PROBLEM DESCRIPTION – The data below should be printed in full, exactly, and without any of its images.

+++++

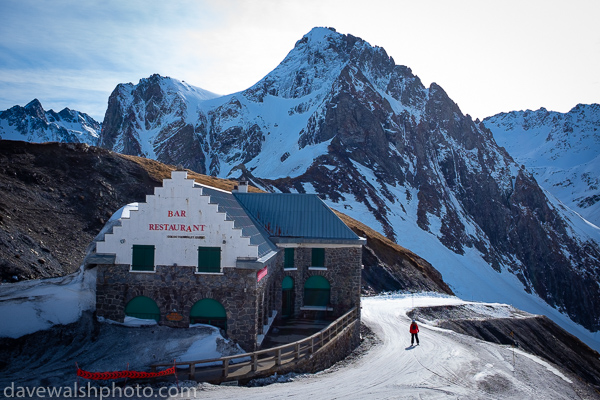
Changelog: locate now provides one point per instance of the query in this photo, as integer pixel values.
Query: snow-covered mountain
(338, 117)
(561, 149)
(33, 124)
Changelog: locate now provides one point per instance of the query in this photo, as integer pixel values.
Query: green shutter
(209, 259)
(288, 261)
(142, 258)
(318, 257)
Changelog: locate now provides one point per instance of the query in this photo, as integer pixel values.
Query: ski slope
(445, 365)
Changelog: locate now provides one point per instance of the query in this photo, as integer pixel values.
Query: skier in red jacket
(414, 333)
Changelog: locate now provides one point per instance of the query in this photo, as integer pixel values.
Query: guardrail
(249, 364)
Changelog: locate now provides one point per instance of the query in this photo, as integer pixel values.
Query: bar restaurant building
(195, 254)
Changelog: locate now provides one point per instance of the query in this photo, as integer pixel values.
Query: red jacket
(414, 328)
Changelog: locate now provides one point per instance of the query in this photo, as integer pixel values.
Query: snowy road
(445, 365)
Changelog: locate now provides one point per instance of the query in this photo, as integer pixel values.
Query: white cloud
(489, 57)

+++++

FINAL RESULT –
Changelog: locate now provides one point per instance of the query in this photo, as integer pixel values.
Query: snow-covered mountain
(338, 117)
(561, 149)
(33, 124)
Changelog: locate now provides one point per instance of the query in this photo, as integer pixel values.
Query: green shutter
(209, 259)
(288, 261)
(142, 258)
(318, 257)
Changelog: locate now provides one point per instance of the query in this photo, as integer pixel values.
Query: ski slope
(445, 365)
Changelog: locate now provides one point per instance of the query in this photo, as integer pixel values.
Query: skier in red jacket
(414, 333)
Changelog: locate now provides one point per instance of the query in this photo, as integer pixel values.
Query: guardrail
(249, 364)
Changelog: locate now provides one point per instance of the query in this photo, as integer pixel values.
Query: bar restaurant building
(195, 254)
Changelog: locate now provides one point per instance of the query in this photo, as integer pixel values.
Query: red jacket
(414, 328)
Changelog: locate now provides one point per instance of the query in this photo, as integer pixel values.
Query: snowy road
(445, 365)
Changelog: locate now provides one point per instance of the query in this photo, as integer pixel values.
Query: white cloud
(489, 57)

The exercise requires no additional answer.